* START *
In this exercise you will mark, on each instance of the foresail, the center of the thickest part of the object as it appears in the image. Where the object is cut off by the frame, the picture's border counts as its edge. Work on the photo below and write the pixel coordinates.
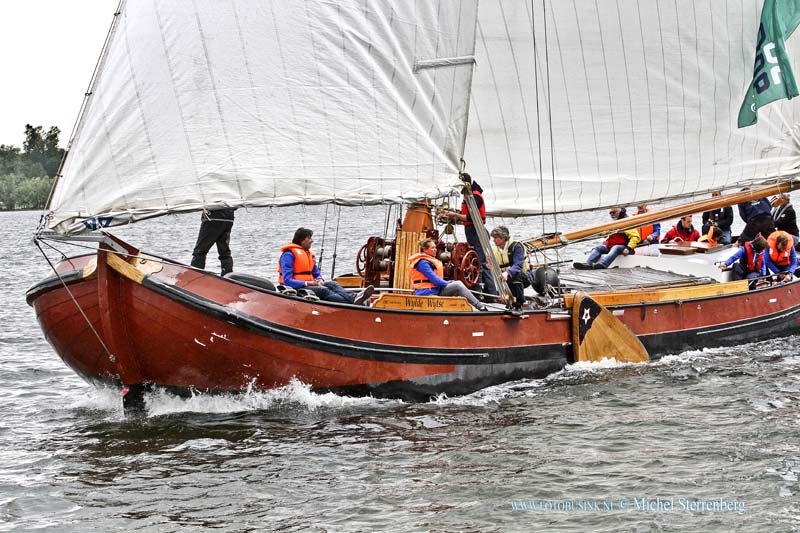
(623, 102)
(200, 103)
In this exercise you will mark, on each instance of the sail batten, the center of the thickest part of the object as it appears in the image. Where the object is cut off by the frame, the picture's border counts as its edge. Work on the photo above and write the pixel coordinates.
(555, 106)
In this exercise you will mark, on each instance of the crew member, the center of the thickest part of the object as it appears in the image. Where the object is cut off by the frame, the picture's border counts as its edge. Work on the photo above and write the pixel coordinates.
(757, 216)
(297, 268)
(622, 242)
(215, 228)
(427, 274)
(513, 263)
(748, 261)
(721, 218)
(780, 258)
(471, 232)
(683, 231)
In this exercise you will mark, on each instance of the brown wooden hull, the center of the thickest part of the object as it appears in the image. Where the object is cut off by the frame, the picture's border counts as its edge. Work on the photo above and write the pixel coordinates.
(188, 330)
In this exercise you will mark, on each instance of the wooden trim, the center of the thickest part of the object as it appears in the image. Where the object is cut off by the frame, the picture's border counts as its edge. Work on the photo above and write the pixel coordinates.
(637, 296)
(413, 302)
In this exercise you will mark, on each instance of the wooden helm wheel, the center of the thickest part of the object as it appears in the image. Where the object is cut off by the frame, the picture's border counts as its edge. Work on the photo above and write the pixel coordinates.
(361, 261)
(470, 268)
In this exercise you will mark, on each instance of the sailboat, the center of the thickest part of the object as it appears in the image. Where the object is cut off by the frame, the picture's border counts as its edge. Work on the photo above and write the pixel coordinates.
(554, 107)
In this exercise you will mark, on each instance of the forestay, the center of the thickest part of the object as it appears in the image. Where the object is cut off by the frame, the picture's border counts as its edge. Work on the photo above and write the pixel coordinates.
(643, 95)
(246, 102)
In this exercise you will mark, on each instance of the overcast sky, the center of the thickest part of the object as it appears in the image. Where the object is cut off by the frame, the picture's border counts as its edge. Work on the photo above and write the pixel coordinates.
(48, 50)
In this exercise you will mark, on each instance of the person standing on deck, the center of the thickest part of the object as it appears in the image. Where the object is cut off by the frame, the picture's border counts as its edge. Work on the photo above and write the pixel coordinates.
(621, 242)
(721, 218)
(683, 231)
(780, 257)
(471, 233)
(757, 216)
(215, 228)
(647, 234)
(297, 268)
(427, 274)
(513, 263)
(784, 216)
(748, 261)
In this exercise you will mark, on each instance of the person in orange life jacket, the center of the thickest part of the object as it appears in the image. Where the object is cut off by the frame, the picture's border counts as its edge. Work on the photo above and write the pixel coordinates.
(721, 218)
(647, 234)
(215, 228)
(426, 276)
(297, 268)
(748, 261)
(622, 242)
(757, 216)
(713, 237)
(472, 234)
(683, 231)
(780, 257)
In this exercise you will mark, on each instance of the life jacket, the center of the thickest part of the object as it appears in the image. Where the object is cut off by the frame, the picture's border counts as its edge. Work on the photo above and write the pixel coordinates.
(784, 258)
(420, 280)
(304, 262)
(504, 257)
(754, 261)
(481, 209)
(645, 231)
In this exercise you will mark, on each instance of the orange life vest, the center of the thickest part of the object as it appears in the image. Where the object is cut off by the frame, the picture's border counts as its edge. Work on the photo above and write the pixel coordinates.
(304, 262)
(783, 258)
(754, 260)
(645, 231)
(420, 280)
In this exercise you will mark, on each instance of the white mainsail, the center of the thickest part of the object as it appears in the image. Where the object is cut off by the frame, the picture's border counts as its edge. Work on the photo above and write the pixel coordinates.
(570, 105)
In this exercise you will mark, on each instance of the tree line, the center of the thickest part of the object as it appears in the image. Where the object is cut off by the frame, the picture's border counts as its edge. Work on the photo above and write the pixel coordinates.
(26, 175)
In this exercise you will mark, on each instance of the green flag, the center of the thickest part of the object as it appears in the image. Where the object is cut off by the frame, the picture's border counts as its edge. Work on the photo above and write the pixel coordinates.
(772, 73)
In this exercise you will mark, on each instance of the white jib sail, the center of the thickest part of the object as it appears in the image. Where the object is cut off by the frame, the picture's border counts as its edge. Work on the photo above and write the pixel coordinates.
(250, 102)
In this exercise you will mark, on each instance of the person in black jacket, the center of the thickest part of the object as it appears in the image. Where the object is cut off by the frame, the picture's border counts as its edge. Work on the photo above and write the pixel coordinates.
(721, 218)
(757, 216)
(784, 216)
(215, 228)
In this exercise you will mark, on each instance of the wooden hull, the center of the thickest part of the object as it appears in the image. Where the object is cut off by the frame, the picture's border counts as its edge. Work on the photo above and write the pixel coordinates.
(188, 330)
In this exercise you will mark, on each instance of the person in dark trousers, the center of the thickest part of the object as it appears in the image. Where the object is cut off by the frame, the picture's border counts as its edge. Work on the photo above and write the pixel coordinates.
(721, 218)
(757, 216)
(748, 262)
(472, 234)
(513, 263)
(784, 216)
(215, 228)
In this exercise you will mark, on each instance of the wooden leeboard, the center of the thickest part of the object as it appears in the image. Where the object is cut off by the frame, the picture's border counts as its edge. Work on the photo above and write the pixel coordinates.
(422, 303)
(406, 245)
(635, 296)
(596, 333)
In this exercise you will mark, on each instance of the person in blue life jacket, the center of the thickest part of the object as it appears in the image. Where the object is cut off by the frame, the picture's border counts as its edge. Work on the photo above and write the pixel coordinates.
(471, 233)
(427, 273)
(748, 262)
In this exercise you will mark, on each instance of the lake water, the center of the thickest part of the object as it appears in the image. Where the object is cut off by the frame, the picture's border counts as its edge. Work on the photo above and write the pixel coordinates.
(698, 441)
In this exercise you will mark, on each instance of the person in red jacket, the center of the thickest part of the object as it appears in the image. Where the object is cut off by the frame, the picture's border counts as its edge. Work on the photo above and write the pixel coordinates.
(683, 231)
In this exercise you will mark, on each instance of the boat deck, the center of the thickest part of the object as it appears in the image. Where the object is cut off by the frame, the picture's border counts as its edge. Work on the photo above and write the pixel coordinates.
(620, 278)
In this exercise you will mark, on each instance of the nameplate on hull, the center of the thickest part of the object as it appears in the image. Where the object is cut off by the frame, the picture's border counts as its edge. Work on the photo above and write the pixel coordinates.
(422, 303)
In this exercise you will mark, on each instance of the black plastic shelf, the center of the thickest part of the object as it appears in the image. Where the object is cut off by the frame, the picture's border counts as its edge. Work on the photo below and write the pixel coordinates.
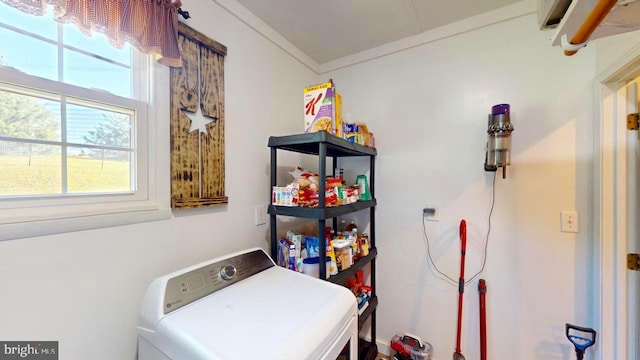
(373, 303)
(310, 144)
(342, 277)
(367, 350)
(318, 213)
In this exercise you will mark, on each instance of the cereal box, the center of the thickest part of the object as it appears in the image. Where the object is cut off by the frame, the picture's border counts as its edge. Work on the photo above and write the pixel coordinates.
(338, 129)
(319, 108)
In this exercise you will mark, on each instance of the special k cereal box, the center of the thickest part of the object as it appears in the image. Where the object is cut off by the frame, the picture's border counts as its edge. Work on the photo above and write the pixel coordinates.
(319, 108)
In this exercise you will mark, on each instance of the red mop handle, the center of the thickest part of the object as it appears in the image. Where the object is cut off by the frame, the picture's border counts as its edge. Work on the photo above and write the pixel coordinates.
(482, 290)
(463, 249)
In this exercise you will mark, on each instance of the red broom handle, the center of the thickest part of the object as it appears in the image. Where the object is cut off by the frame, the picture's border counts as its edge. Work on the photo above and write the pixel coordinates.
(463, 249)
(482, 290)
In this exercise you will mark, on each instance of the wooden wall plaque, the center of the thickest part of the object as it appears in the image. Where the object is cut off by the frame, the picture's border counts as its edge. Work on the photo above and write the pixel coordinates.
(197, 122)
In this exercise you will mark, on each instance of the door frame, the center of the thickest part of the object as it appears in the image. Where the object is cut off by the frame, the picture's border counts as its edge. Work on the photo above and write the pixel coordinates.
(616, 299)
* END *
* START *
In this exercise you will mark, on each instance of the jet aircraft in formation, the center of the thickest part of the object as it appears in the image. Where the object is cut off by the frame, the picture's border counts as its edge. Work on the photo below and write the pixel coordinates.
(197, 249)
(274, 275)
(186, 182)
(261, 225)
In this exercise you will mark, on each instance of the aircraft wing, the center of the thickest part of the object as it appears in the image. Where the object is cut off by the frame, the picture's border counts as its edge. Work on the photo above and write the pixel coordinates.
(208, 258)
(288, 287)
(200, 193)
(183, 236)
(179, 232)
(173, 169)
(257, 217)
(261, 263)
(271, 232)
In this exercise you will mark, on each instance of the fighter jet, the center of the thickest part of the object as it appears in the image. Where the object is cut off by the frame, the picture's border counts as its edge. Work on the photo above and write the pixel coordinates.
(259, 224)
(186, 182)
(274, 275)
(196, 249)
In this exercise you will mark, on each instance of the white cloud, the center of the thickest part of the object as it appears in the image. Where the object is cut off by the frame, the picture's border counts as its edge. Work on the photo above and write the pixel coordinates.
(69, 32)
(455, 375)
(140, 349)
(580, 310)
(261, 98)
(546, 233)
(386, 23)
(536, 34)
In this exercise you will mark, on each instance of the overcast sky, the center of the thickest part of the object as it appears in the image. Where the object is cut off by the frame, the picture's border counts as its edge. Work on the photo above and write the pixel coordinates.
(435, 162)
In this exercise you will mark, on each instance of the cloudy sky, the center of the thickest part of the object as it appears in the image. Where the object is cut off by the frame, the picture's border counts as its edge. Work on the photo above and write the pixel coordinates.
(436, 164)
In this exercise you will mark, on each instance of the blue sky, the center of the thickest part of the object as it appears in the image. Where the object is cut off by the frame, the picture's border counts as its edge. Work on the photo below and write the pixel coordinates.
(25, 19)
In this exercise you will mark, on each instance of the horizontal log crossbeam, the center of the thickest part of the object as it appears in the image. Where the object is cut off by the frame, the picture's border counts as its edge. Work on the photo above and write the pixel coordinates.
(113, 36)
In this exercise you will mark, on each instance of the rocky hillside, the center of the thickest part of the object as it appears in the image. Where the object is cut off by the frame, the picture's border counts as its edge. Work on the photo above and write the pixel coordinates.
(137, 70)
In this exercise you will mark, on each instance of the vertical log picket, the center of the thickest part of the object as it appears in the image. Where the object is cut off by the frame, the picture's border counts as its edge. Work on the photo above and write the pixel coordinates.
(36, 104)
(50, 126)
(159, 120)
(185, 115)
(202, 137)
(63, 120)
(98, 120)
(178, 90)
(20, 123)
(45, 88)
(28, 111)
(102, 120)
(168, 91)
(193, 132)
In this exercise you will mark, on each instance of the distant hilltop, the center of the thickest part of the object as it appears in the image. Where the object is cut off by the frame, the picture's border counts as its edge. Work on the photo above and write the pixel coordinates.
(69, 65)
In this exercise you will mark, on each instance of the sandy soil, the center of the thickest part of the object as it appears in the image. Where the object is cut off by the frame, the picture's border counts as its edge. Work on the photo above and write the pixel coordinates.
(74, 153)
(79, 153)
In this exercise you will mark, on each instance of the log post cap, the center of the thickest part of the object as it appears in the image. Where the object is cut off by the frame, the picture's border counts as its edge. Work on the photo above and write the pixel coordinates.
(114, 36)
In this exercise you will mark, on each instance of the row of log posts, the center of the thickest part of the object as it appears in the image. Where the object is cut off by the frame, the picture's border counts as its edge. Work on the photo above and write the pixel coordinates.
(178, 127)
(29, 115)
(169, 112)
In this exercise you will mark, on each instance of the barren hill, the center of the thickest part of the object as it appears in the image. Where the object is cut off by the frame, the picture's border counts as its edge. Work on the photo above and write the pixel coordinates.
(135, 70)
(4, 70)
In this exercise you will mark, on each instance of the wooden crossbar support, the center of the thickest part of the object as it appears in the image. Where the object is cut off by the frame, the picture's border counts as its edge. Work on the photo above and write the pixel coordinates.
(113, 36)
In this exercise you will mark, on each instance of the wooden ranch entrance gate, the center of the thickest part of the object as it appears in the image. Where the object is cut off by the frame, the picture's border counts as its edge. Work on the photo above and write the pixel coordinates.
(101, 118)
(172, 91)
* END *
** DESCRIPTION OF THE TASK **
Find each line in the data above that contains the word "aircraft" and copy it out in full.

** OUTPUT OF THE EXERCISE **
In this exercise you will mark, on each instance of the jet aircraft in formation, the center of the thickest part of the object as it appears in the image. Where the object is cut off by the frame, the picture's border counts as its edge. Work on the photo below and write the pixel coordinates.
In this exercise you will mark, on each instance of the aircraft wing, the center of the thickest part of the object as it appears in the image. Where the object is cut off by the frame, the picture's border counts as its edge. Work on the photo above and write the pixel coordinates.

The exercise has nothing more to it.